▶ **What needs to be done**
Arrange the records, from their first line through the line containing "xmin=526 ymin=742 xmax=594 ymax=803", as a Markdown table with two columns, Row and Text, putting a row number beside each line and omitting blank lines.

Dataset excerpt:
################

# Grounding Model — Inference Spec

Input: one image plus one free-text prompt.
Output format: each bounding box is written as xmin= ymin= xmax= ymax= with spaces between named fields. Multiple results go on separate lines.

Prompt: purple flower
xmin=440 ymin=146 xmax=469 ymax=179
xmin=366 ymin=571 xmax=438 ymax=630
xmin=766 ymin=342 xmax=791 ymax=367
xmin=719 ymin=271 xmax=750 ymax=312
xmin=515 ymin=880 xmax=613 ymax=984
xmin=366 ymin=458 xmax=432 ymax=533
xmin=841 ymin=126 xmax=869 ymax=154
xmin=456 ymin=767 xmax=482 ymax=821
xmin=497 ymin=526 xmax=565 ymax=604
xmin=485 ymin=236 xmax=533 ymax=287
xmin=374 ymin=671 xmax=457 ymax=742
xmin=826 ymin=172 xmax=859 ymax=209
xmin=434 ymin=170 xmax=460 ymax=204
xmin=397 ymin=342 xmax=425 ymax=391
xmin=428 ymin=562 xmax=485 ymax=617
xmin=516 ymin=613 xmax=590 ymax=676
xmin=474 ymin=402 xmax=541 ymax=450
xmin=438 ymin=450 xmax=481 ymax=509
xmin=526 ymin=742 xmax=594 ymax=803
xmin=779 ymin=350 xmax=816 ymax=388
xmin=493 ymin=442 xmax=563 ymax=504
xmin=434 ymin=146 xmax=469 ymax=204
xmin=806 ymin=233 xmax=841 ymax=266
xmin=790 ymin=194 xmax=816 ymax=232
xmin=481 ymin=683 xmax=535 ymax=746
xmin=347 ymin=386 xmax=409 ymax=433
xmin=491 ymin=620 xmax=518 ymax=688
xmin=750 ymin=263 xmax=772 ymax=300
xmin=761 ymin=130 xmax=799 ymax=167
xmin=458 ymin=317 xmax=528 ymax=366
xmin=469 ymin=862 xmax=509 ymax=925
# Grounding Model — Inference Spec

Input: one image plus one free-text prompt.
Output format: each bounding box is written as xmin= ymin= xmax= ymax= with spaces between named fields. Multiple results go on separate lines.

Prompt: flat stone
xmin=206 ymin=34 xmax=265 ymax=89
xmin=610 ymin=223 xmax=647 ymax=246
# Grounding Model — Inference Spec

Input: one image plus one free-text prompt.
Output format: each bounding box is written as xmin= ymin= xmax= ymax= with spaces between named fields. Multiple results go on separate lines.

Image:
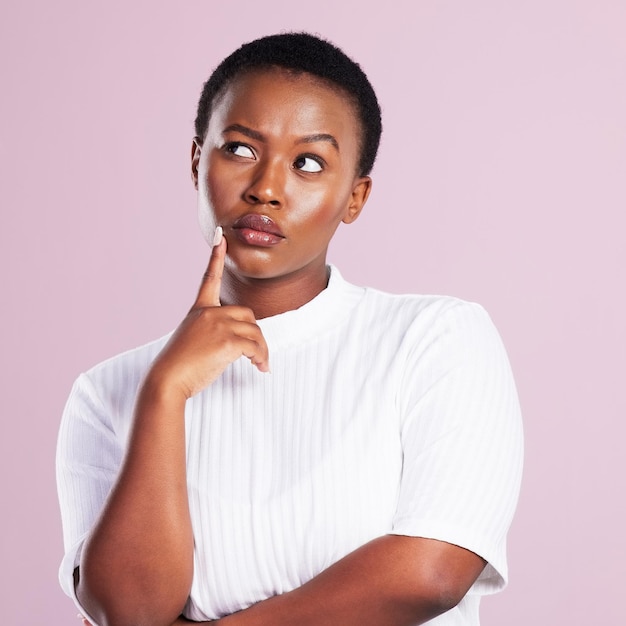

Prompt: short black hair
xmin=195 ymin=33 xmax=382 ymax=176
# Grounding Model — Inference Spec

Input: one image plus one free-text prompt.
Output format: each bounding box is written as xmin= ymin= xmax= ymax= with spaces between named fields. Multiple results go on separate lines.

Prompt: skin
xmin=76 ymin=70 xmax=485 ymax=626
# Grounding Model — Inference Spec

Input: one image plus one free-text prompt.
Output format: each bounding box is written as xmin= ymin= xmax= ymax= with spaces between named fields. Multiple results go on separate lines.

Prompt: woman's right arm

################

▶ **Task solution**
| Row | Text |
|---|---|
| 1 | # Grounding Model — Inference Spec |
| 2 | Input: one image plus one free-text prompt. |
| 3 | Output format: each bounding box is written as xmin= ymin= xmax= ymax= with spaces between named fields. Multiple results go on separate lines. |
| 4 | Prompt: purple flower |
| 5 | xmin=440 ymin=146 xmax=469 ymax=179 |
| 6 | xmin=366 ymin=571 xmax=438 ymax=630 |
| 7 | xmin=766 ymin=342 xmax=791 ymax=367 |
| 8 | xmin=719 ymin=271 xmax=750 ymax=312 |
| 9 | xmin=515 ymin=880 xmax=613 ymax=984 |
| 10 | xmin=366 ymin=458 xmax=432 ymax=533 |
| 11 | xmin=841 ymin=126 xmax=869 ymax=154 |
| 12 | xmin=456 ymin=767 xmax=482 ymax=821 |
| 13 | xmin=497 ymin=526 xmax=565 ymax=604 |
| 14 | xmin=485 ymin=236 xmax=533 ymax=287 |
| 15 | xmin=374 ymin=671 xmax=457 ymax=742 |
| 16 | xmin=826 ymin=172 xmax=859 ymax=209 |
| 17 | xmin=434 ymin=170 xmax=460 ymax=204 |
| 18 | xmin=397 ymin=342 xmax=425 ymax=391 |
| 19 | xmin=428 ymin=562 xmax=485 ymax=617 |
| 20 | xmin=516 ymin=613 xmax=590 ymax=676 |
| 21 | xmin=474 ymin=402 xmax=541 ymax=450 |
| 22 | xmin=438 ymin=450 xmax=481 ymax=509 |
| 23 | xmin=526 ymin=742 xmax=594 ymax=803 |